ACTIVITY>
With the line containing "<point>272,216</point>" as the start and the line containing "<point>451,127</point>" as the end, transcribe that span of the entries below exactly, including both.
DATASET EXCERPTS START
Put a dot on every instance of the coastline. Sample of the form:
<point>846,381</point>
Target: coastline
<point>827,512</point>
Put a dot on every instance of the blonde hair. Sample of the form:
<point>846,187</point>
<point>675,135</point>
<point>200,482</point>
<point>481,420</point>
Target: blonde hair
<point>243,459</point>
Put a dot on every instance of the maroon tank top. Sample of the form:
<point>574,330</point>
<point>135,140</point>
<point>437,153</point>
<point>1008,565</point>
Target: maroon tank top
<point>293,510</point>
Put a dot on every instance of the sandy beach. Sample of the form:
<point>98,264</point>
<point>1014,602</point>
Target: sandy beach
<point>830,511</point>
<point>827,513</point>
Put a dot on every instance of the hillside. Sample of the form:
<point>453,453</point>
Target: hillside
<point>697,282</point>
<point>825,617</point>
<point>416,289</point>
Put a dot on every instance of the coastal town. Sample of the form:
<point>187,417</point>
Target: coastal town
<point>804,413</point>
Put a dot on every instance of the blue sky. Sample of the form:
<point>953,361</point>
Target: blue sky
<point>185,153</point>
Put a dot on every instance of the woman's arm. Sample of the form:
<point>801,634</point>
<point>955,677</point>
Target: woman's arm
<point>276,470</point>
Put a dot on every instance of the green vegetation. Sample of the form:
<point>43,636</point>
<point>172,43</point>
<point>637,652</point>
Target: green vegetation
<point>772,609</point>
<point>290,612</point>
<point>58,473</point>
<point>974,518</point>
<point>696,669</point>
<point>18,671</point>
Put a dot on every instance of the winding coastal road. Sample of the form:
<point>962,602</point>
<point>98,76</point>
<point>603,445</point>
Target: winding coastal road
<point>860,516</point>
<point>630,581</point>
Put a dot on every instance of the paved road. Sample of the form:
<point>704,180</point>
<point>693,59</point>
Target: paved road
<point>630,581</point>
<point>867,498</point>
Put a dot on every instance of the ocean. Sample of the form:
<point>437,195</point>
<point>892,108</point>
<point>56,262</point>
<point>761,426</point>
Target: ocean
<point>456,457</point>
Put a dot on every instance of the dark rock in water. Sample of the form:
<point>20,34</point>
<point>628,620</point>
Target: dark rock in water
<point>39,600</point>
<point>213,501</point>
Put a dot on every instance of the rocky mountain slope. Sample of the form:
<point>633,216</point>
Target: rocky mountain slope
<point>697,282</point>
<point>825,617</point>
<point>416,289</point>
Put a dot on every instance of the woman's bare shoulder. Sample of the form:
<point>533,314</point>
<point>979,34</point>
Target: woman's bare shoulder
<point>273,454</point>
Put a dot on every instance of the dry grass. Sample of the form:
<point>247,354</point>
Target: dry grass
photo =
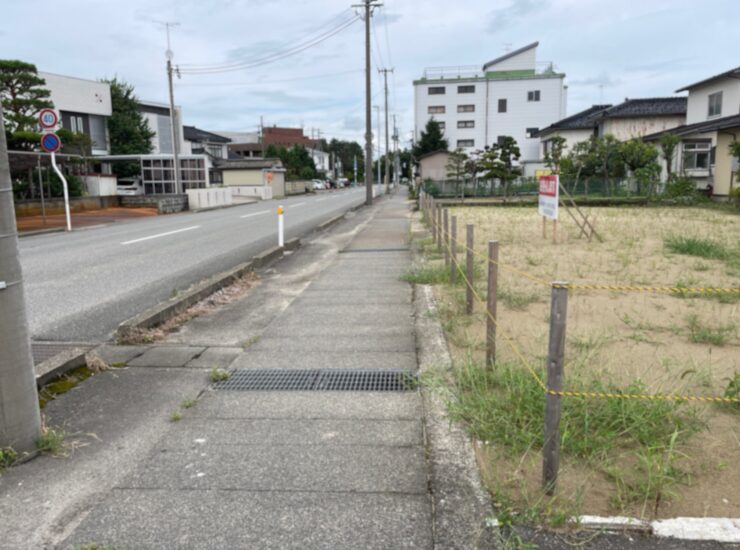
<point>670,344</point>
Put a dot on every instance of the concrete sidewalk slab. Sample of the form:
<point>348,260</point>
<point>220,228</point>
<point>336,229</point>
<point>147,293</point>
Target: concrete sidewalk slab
<point>321,360</point>
<point>204,433</point>
<point>216,358</point>
<point>313,405</point>
<point>334,343</point>
<point>293,467</point>
<point>204,520</point>
<point>166,356</point>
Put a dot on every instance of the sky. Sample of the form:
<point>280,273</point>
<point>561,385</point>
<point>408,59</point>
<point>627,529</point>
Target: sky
<point>608,49</point>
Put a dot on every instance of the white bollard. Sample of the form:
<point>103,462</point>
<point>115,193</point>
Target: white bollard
<point>281,227</point>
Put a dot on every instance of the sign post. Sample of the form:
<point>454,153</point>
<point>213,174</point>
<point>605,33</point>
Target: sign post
<point>548,203</point>
<point>281,227</point>
<point>51,143</point>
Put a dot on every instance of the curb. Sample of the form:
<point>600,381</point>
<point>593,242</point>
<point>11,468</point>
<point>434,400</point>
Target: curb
<point>163,311</point>
<point>462,510</point>
<point>60,364</point>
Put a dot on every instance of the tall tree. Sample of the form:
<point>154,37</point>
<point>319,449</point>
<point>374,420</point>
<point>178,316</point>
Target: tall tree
<point>456,169</point>
<point>128,129</point>
<point>668,143</point>
<point>497,161</point>
<point>23,95</point>
<point>431,139</point>
<point>554,155</point>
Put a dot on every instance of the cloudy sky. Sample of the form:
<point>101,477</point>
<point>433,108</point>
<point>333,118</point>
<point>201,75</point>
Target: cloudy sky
<point>609,50</point>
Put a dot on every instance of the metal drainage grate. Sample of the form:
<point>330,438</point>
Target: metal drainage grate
<point>319,380</point>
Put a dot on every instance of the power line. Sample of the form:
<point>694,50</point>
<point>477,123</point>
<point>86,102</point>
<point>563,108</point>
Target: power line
<point>293,50</point>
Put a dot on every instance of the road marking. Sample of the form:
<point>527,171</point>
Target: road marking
<point>256,214</point>
<point>161,235</point>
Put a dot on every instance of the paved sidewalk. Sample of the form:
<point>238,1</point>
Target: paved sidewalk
<point>294,469</point>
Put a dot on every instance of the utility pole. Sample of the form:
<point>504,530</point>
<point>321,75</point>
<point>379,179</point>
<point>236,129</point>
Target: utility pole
<point>368,6</point>
<point>387,147</point>
<point>173,115</point>
<point>20,419</point>
<point>380,158</point>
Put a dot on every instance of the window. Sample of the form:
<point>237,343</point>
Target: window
<point>696,155</point>
<point>715,104</point>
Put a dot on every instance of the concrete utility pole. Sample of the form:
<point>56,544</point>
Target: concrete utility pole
<point>20,419</point>
<point>387,147</point>
<point>368,6</point>
<point>173,114</point>
<point>377,118</point>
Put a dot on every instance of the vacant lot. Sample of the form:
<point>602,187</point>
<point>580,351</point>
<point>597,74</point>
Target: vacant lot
<point>645,458</point>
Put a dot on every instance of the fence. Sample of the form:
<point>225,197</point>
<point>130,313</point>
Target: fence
<point>444,232</point>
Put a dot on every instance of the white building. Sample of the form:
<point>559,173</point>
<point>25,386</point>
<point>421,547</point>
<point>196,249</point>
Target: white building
<point>509,96</point>
<point>157,116</point>
<point>82,106</point>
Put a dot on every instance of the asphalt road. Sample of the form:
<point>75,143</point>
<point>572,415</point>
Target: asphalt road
<point>80,286</point>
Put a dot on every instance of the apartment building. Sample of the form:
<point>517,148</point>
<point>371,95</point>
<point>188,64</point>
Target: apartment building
<point>511,95</point>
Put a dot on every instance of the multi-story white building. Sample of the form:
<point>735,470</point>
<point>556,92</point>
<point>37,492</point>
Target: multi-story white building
<point>83,106</point>
<point>509,96</point>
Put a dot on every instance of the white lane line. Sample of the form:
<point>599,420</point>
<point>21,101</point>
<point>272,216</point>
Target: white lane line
<point>161,235</point>
<point>255,214</point>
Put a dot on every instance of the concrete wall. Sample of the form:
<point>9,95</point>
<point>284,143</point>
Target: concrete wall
<point>213,197</point>
<point>697,109</point>
<point>56,205</point>
<point>165,204</point>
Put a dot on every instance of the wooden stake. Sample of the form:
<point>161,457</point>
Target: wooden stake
<point>469,271</point>
<point>453,249</point>
<point>446,226</point>
<point>491,302</point>
<point>555,353</point>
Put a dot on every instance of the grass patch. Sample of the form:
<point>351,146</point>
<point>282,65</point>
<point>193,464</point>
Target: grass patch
<point>428,275</point>
<point>695,246</point>
<point>703,333</point>
<point>219,375</point>
<point>51,441</point>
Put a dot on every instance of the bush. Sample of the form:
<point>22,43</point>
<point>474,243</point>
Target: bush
<point>681,187</point>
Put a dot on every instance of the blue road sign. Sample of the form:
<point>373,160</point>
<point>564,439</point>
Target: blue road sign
<point>50,143</point>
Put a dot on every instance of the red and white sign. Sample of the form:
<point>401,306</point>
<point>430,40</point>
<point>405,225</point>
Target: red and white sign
<point>48,119</point>
<point>549,196</point>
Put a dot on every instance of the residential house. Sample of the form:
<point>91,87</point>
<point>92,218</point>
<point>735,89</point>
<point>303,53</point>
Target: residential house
<point>578,127</point>
<point>213,146</point>
<point>712,124</point>
<point>511,95</point>
<point>82,106</point>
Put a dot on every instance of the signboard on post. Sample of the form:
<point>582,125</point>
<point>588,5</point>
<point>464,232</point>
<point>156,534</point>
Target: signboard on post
<point>48,119</point>
<point>549,196</point>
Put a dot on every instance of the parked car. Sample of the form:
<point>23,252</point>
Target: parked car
<point>130,186</point>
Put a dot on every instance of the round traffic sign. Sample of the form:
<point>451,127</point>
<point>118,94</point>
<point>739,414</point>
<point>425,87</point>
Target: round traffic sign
<point>48,118</point>
<point>50,143</point>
DATASET EXCERPTS END
TASK RESULT>
<point>272,216</point>
Target: white lane line
<point>161,235</point>
<point>255,214</point>
Put a dot on every instance of the concrete wall. Sample of the form:
<point>9,95</point>
<point>284,143</point>
Target: concrete wall
<point>213,197</point>
<point>697,109</point>
<point>56,205</point>
<point>165,204</point>
Put a dot on every instance of the wooden stake. Sample of the form:
<point>161,457</point>
Target: wooden stake
<point>469,271</point>
<point>453,249</point>
<point>446,226</point>
<point>491,302</point>
<point>555,353</point>
Put a dot on every instance of the grass patch. Sample of the form:
<point>351,146</point>
<point>282,65</point>
<point>193,464</point>
Target: grass patch
<point>428,275</point>
<point>695,246</point>
<point>703,333</point>
<point>219,375</point>
<point>51,441</point>
Put a dot on every instance of the bush. Sample of the form:
<point>22,43</point>
<point>474,243</point>
Target: bush
<point>681,187</point>
Put a dot on every instance of the blue road sign. Sample of the form:
<point>373,160</point>
<point>564,439</point>
Target: blue road sign
<point>50,143</point>
Put a dot on every instance of the red and white sign. Sample of the form:
<point>401,306</point>
<point>430,40</point>
<point>405,225</point>
Target: red and white sign
<point>48,119</point>
<point>549,196</point>
Put a dot on every instance of the residential house. Sample of the form:
<point>91,87</point>
<point>92,218</point>
<point>735,89</point>
<point>303,53</point>
Target: residential house
<point>578,127</point>
<point>213,146</point>
<point>712,124</point>
<point>511,95</point>
<point>82,106</point>
Put a dot on every instance of the signboard on post. Sample of the form:
<point>582,125</point>
<point>588,5</point>
<point>464,232</point>
<point>156,534</point>
Target: signboard on post
<point>48,119</point>
<point>549,196</point>
Put a dot on every instance of the parked car. Sample of the form:
<point>23,252</point>
Target: parked car
<point>130,186</point>
Put a dot on every instance of the round traffic sign. Sample of the form:
<point>451,127</point>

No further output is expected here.